* [Descrição da tarefa]
Atualize as linhas desde a que contém "of the eyeglasses" até o fim dos itens, ambas as extremidades incluídas, trocando "Dots" por "Points" e mantendo todo o resto sem alteração.

* [Itens fornecidos]
============================================================
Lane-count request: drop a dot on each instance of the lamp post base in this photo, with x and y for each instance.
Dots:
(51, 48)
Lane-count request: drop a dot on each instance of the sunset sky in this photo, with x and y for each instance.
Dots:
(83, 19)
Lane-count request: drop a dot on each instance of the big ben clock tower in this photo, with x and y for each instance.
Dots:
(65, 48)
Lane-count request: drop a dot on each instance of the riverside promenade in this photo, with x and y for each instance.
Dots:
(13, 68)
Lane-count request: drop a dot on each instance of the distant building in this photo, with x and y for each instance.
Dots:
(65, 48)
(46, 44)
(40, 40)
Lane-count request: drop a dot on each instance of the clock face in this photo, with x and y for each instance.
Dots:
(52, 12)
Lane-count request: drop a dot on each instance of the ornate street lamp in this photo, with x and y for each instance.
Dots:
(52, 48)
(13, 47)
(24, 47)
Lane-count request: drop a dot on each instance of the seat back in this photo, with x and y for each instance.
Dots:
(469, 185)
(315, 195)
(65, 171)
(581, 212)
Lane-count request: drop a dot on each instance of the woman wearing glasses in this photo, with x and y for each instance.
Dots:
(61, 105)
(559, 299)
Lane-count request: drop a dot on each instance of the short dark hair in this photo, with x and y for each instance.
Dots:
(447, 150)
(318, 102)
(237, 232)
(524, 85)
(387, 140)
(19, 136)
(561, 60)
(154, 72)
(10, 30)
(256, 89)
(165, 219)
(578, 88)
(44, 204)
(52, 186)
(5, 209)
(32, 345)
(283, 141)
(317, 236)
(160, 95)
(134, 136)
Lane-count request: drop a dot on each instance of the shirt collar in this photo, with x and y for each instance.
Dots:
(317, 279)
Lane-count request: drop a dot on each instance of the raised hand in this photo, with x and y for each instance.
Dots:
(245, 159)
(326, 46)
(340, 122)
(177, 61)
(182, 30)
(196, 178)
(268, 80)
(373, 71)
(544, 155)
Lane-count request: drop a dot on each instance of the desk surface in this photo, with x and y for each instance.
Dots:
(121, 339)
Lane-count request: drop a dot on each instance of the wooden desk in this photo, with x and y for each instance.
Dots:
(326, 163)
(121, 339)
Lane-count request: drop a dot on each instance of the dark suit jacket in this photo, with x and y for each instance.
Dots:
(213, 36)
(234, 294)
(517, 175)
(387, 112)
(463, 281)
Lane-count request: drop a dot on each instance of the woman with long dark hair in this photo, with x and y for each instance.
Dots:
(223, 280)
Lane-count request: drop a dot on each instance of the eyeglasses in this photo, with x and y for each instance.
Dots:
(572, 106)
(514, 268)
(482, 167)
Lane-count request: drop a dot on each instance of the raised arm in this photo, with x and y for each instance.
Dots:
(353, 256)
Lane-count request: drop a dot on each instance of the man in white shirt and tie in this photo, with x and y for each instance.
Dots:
============================================================
* [Resposta do exercício]
Lane-count request: drop a dot on each instance of the eyeglasses in this photo, with x and y for each instance.
Points:
(572, 106)
(514, 268)
(482, 167)
Lane-count request: drop a dot on each instance of the raised arm in this photo, with x and y for each instance.
Points:
(353, 256)
Lane-count request: drop a dot on each instance of the man in white shirt and tie in this photo, with x and y for each instance.
Points:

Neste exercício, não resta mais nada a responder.